Dataset entries: Begin

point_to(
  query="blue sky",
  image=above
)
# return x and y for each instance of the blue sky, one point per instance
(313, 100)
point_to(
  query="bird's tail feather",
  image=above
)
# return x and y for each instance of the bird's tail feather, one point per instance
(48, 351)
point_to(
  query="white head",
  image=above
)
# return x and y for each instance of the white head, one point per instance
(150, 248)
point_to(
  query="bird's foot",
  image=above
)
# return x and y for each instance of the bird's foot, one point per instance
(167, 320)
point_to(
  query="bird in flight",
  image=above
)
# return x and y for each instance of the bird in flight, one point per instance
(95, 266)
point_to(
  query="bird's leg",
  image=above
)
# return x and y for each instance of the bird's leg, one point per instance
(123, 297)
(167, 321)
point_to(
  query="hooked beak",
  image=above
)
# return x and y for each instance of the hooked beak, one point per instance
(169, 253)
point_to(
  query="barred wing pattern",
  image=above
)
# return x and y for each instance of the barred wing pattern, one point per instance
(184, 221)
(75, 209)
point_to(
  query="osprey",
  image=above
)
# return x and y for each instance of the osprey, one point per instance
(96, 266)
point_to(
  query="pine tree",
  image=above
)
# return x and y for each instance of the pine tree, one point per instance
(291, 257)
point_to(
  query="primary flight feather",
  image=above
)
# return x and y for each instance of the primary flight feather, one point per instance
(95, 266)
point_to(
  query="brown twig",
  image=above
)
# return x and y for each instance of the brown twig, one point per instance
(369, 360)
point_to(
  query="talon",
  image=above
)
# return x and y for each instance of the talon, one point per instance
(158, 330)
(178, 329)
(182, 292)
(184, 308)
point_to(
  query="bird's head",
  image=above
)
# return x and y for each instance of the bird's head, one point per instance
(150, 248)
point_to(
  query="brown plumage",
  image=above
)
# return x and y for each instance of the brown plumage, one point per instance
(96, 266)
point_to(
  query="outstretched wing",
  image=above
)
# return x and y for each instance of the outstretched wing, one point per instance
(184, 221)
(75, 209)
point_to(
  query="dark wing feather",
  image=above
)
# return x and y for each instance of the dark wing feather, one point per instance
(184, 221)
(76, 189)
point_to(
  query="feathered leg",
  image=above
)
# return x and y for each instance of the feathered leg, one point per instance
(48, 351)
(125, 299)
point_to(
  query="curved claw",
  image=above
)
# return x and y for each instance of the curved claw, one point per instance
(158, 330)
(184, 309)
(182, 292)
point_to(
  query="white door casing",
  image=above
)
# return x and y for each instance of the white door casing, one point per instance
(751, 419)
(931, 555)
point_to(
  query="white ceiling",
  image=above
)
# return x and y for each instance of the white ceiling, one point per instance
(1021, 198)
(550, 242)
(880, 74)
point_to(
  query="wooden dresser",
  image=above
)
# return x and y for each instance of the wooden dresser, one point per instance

Dataset entries: End

Required action:
Write back every line of the material exactly as it was provided.

Exercise response:
point_to(
  query="blue sky",
  image=above
)
# return x and y for each instance of the blue sky, one point per instance
(313, 100)
point_to(
  query="bird's tail feather",
  image=above
)
# return x and y for each instance of the bird's tail feather, one point per instance
(48, 351)
point_to(
  query="white head",
  image=above
)
# return x and y for each instance of the white head, one point per instance
(150, 248)
point_to(
  query="bird's foot",
  image=above
)
# return x and y for each instance of the bird's foot, one point per instance
(167, 320)
point_to(
  query="bird in flight",
  image=above
)
# return x and y for each instance of the bird in flight, one point per instance
(95, 266)
point_to(
  query="bird's leg",
  image=above
)
# return x and y for each instance of the bird's leg, one point per instance
(123, 297)
(167, 321)
point_to(
  query="hooked beak",
  image=above
)
# return x and y for each instance of the hooked beak, one point per instance
(169, 253)
point_to(
  query="barred wing pattern",
  image=above
)
# return x and y for each instance of the barred wing pattern, one point per instance
(184, 221)
(75, 209)
point_to(
  query="osprey",
  image=above
)
# return x and y for each instance of the osprey, one point per instance
(96, 266)
point_to(
  query="pine tree",
  image=above
)
# return x and y for each instance of the pine tree, one point per instance
(291, 257)
point_to(
  query="primary flight feather",
  image=above
)
# return x and y for each instance of the primary flight feather, one point per instance
(95, 266)
point_to(
  query="brown twig",
  image=above
)
# return x and y for each instance of the brown twig, one point per instance
(369, 360)
point_to(
  query="talon",
  image=above
)
# return x and y for each instance of the talon, one point per instance
(158, 330)
(178, 329)
(182, 292)
(184, 308)
point_to(
  query="bird's head",
  image=above
)
# return x and y for each instance of the bird's head, one point per instance
(150, 248)
point_to(
  query="brown plumage",
  image=above
)
# return x and y for each instance of the brown plumage, one point per instance
(96, 266)
point_to(
  query="outstretched wing",
  image=above
)
# return x and y for each instance of the outstretched wing, one point per instance
(184, 221)
(75, 209)
point_to(
  query="dark wing feather",
  image=above
)
# return x and y for each instance of the dark wing feather, one point per instance
(184, 221)
(76, 189)
point_to(
  query="feathered leg",
  image=above
)
# return x and y for each instance of the feathered leg, one point per instance
(48, 351)
(125, 299)
point_to(
  query="curved claw",
  image=above
)
# return x and y for each instance of the curved claw, one point per instance
(158, 330)
(184, 309)
(182, 292)
point_to(
  query="white door casing",
  image=above
)
# return x and y for each instance of the white door casing, one point per instance
(751, 419)
(931, 555)
point_to(
  query="white ceiling",
  image=above
)
# return x and y for each instance of the white ceiling, one point per instance
(1021, 198)
(550, 242)
(880, 74)
point_to(
  query="wooden dresser",
  image=above
)
# return x and y for each instance of the wooden dresser, one point per instance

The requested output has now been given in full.